→ OBJECTIVE:
According to the passage on the simulated and measured reflectance below, how long was the sample heated on a hotplate to ensure complete crystallization?

→ SOURCE PASSAGE:
Numerical simulations are performed using the finite element method (FEM) in a commercial software package CST Microwave Studio (more detailed setup of simulation is presented in the numerical simulation and Section S1, Supporting Information). The simulated results are shown in the upper part of Figure 2c,d. As illustrated in the figure, the reflectance of cross‐polarization is over 70% in a broad spectral range from 9 to 12 µm in the amorphous state, while the co‐polarized reflectance is approximately close to 0 (Here the circular polarization conversion of a common mirror, i.e., a left‐handed circular polarization (LCP) will be reflected as right‐handed circular polarization (RCP), is neglected for simplicity of discussion). When GST changes into crystalline state, the cross‐polarized reflectance turns to be less than 5% in 7–11 µm. The performance of the sample was characterized with a Fourier‐transform infrared spectrometer (Bruker Vertex 80) in reflection mode with an incident angle of 15°. In order to characterize the broadband performance, we utilized two linear polarizers at 45° with respect to the patch antenna instead (an explanation for the experimental setup is given in the Experimental Measurement in the Experimental Section). The measured results are shown in the bottom part of Figure 2c,d. In amorphous state, the cross‐polarized reflectance approaches to 60% and the co‐polarized reflectance is less than 10% in the spectral range from 8.5 to 11.5 µm. The sample was heated on a hotplate for 20 min to ensure the complete crystallization. In crystalline state, the cross‐polarized reflectance decreases to be less than 2%. Besides, we calculated the polarization conversion ratio (PCR), defined as PCR = R cross/(R cross + R co), to characterize the working bandwidth. Figure 2e shows the simulated and measured PCR with respect to the wavelength in two states, respectively. The simulated results depict that the PCR is beyond 90% in amorphous state and below 10% in crystalline state in a broadband spectral range from 9 to 11.5 µm, indicating a broadband feature. The measured results also show the broadband feature whose PCR is beyond 80% in amorphous state and below 10% in crystalline state in a broadband spectral range from 8.5 to 10.5 µm.

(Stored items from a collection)
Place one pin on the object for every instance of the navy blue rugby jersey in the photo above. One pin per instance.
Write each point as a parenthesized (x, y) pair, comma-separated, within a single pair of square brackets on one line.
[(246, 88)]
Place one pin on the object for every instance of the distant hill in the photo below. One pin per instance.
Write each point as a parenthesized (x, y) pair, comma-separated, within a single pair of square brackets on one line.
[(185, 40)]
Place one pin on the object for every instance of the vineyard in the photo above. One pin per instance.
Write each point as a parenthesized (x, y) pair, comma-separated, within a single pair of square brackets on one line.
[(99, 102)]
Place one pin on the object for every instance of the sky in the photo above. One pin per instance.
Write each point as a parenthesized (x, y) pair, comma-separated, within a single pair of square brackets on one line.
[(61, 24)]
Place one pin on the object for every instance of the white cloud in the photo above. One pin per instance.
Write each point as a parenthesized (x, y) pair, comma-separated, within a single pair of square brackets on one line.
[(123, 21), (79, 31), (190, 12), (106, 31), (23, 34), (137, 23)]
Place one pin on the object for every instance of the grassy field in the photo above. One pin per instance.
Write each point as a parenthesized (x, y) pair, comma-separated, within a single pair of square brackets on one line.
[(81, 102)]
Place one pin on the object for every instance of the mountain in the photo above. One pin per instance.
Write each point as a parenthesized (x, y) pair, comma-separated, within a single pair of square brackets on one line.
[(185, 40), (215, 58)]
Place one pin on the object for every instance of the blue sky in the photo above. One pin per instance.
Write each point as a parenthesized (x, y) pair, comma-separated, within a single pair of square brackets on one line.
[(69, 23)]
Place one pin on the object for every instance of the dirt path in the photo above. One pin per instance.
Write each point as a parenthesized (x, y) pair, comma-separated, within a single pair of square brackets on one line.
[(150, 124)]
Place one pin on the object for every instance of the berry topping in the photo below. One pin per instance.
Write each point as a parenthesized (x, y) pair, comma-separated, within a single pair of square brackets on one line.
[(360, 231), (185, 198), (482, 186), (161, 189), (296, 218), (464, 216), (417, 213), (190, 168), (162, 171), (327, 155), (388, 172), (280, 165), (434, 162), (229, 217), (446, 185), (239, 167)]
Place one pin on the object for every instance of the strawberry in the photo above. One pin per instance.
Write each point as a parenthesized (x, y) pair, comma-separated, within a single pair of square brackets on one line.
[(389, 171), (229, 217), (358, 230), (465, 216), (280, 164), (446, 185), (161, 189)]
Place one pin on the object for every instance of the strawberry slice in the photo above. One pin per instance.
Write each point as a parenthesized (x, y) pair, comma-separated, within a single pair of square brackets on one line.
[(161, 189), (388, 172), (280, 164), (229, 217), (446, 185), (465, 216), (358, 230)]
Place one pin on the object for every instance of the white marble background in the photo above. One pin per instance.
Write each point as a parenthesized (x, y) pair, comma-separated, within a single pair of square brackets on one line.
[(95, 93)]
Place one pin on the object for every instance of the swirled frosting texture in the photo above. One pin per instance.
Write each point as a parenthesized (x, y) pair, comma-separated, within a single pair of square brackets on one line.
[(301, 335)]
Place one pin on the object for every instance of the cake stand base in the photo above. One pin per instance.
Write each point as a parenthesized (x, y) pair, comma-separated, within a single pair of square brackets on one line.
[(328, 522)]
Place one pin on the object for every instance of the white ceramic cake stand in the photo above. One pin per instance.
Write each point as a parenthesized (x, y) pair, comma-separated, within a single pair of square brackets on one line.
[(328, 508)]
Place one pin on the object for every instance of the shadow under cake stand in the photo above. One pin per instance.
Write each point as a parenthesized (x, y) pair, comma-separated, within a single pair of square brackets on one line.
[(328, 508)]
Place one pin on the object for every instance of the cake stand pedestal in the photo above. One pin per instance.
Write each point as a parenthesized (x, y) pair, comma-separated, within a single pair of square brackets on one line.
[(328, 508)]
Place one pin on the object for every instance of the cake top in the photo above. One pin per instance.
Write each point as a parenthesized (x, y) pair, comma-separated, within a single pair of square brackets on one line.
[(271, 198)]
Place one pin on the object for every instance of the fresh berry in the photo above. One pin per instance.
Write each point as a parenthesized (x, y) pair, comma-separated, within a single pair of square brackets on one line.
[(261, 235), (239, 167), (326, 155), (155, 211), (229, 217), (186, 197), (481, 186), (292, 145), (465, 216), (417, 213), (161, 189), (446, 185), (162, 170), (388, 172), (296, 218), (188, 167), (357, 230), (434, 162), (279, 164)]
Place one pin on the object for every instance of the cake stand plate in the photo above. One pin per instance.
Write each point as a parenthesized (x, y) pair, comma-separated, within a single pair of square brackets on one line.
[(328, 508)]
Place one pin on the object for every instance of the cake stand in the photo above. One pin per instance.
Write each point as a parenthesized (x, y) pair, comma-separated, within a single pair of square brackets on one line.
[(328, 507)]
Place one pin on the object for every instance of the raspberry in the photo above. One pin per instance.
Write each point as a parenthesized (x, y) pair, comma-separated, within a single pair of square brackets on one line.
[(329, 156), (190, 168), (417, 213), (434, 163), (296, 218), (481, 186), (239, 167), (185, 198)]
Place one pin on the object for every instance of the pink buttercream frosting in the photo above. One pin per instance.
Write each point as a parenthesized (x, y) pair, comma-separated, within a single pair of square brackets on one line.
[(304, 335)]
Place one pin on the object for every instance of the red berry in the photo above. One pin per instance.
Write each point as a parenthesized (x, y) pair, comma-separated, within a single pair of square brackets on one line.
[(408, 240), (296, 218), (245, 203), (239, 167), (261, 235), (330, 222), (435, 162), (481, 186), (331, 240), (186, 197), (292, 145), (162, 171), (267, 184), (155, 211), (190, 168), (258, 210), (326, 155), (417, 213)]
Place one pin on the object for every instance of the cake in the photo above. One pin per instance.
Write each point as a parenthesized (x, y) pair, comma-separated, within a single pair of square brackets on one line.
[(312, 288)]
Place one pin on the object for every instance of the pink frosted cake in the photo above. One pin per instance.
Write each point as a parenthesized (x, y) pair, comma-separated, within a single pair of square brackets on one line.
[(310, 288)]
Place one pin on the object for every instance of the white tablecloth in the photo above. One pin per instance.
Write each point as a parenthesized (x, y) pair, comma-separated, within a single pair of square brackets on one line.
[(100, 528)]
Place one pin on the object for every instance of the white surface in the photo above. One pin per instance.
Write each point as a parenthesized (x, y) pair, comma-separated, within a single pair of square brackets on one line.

→ PROBLEM SOLUTION:
20 minutes.